Consider a wheel of radius R = 1.50m rolling with constant velocity, without slipping, v = 18.1(i) m/s (where i is the unit vector), at the top of a horizontal cliff with height h = 20.0m. Take t[0] = 0 as the time the wheel reaches the end of the cliff, i.e. the centre of the wheel has the position r(t[0]) = (h+R)j. After this, the wheel falls freely. The point that is at the top of the wheel at t[0] = 0 is denoted by P, i.e. r[p](t[0]) = (h+2R)j

a) find the position of the centre of the wheel for t>t[0]

b) at what time t[f] does the wheel hit the ground? Which point of the wheel hits the ground first? (I am assuming the wheel continues to rotate at constant w = v/R during the fall - w = omega)

c)find the position and velocity of point P of the wheel for t[0]<t<t[f]. make a sketch of the position of P as a function of time

d) find the acceleration a[p] of point P for t[0]<t<t[f]. for t[1] = 0.125s, resolve the acceleration a[p] into parallel and perpendicular components, a[p](t[1]) = a[par](t1) + a[per](t1). Make a sketch of the path of point P at time t~t[1], including v[p](t1) (the velocity of P), a[p](t1), a[par](t1) and a[per](t1)

NOT FOR THE FAINT HEARTED!
=-=-=-=-=
What you should do> In the rolling wheel problem, rewrite the passage between "b) at what time" and "THE FAINT HEARTED!", inclusive, swapping "sketch" for "diagram".

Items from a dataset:
=-=-=-=-=
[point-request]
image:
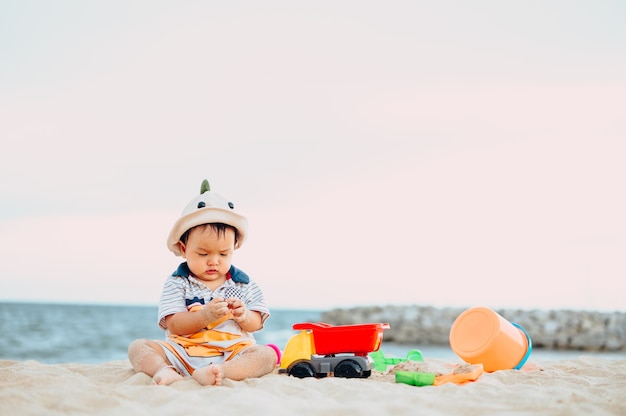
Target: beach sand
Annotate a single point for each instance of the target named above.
(580, 386)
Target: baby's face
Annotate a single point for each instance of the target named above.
(209, 254)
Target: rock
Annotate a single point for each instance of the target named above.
(553, 329)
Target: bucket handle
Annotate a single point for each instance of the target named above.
(528, 350)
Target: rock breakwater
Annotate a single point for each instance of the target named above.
(549, 329)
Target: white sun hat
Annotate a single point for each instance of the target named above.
(206, 208)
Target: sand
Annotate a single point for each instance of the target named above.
(580, 386)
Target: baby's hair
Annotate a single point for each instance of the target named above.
(218, 227)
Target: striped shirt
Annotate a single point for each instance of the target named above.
(181, 292)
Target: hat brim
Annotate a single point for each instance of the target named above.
(206, 216)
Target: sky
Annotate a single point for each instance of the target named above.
(443, 153)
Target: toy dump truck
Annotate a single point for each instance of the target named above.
(321, 349)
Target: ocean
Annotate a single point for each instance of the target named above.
(93, 334)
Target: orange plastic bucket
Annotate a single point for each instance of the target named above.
(481, 336)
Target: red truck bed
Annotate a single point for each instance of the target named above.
(336, 339)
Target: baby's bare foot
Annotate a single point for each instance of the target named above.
(166, 375)
(209, 376)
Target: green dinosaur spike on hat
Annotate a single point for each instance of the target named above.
(205, 187)
(208, 207)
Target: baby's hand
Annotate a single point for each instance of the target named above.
(216, 309)
(238, 309)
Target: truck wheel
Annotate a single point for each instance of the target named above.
(302, 370)
(351, 369)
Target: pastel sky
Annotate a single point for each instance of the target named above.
(444, 153)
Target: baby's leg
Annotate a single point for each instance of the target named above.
(148, 357)
(254, 361)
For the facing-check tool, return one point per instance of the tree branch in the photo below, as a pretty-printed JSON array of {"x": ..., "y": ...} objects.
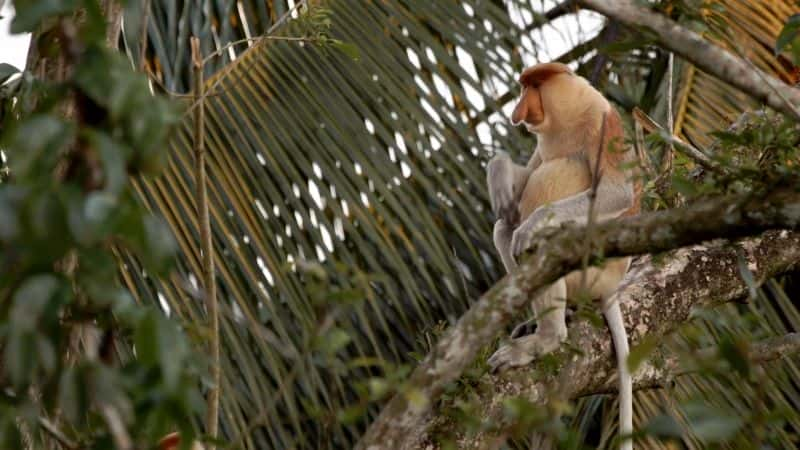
[
  {"x": 556, "y": 253},
  {"x": 703, "y": 54},
  {"x": 655, "y": 298}
]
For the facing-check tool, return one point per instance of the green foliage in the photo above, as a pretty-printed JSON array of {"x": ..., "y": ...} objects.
[
  {"x": 75, "y": 344},
  {"x": 789, "y": 39}
]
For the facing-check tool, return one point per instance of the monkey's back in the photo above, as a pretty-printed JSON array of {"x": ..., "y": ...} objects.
[{"x": 553, "y": 180}]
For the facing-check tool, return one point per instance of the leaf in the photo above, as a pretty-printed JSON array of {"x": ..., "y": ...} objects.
[
  {"x": 747, "y": 276},
  {"x": 711, "y": 424},
  {"x": 789, "y": 33},
  {"x": 30, "y": 13},
  {"x": 347, "y": 48},
  {"x": 6, "y": 71},
  {"x": 663, "y": 426},
  {"x": 35, "y": 300},
  {"x": 333, "y": 341},
  {"x": 640, "y": 352}
]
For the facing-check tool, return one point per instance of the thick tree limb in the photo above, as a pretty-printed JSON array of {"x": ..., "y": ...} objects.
[
  {"x": 655, "y": 298},
  {"x": 555, "y": 254},
  {"x": 702, "y": 53}
]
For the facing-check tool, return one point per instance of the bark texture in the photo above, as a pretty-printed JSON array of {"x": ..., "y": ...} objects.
[
  {"x": 655, "y": 298},
  {"x": 556, "y": 253},
  {"x": 702, "y": 53}
]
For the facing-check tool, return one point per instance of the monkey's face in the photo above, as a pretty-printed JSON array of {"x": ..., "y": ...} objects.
[
  {"x": 534, "y": 108},
  {"x": 556, "y": 102}
]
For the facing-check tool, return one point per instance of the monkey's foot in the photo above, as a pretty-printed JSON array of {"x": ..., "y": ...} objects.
[
  {"x": 522, "y": 351},
  {"x": 524, "y": 329}
]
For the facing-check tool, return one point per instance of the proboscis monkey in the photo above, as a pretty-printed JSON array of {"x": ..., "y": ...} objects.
[{"x": 580, "y": 145}]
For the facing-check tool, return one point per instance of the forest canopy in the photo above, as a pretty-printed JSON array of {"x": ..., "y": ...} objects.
[{"x": 266, "y": 225}]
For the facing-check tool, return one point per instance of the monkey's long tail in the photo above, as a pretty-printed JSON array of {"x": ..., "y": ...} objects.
[{"x": 616, "y": 325}]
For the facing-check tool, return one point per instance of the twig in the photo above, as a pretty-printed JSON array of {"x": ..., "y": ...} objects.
[
  {"x": 266, "y": 35},
  {"x": 206, "y": 244},
  {"x": 143, "y": 34},
  {"x": 116, "y": 427},
  {"x": 638, "y": 145},
  {"x": 60, "y": 437},
  {"x": 651, "y": 126},
  {"x": 666, "y": 158}
]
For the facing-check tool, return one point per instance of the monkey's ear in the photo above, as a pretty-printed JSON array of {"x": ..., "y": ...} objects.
[
  {"x": 170, "y": 441},
  {"x": 529, "y": 109},
  {"x": 538, "y": 74},
  {"x": 521, "y": 110}
]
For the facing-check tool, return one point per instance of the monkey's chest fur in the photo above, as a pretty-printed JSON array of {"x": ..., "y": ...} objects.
[{"x": 553, "y": 180}]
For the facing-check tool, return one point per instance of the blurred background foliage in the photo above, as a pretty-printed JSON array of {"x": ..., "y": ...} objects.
[{"x": 350, "y": 223}]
=-=-=-=-=
Solution>
b) at what time t[f] does the wheel hit the ground? Which point of the wheel hits the ground first? (I am assuming the wheel continues to rotate at constant w = v/R during the fall - w = omega)

c)find the position and velocity of point P of the wheel for t[0]<t<t[f]. make a diagram of the position of P as a function of time

d) find the acceleration a[p] of point P for t[0]<t<t[f]. for t[1] = 0.125s, resolve the acceleration a[p] into parallel and perpendicular components, a[p](t[1]) = a[par](t1) + a[per](t1). Make a diagram of the path of point P at time t~t[1], including v[p](t1) (the velocity of P), a[p](t1), a[par](t1) and a[per](t1)

NOT FOR THE FAINT HEARTED!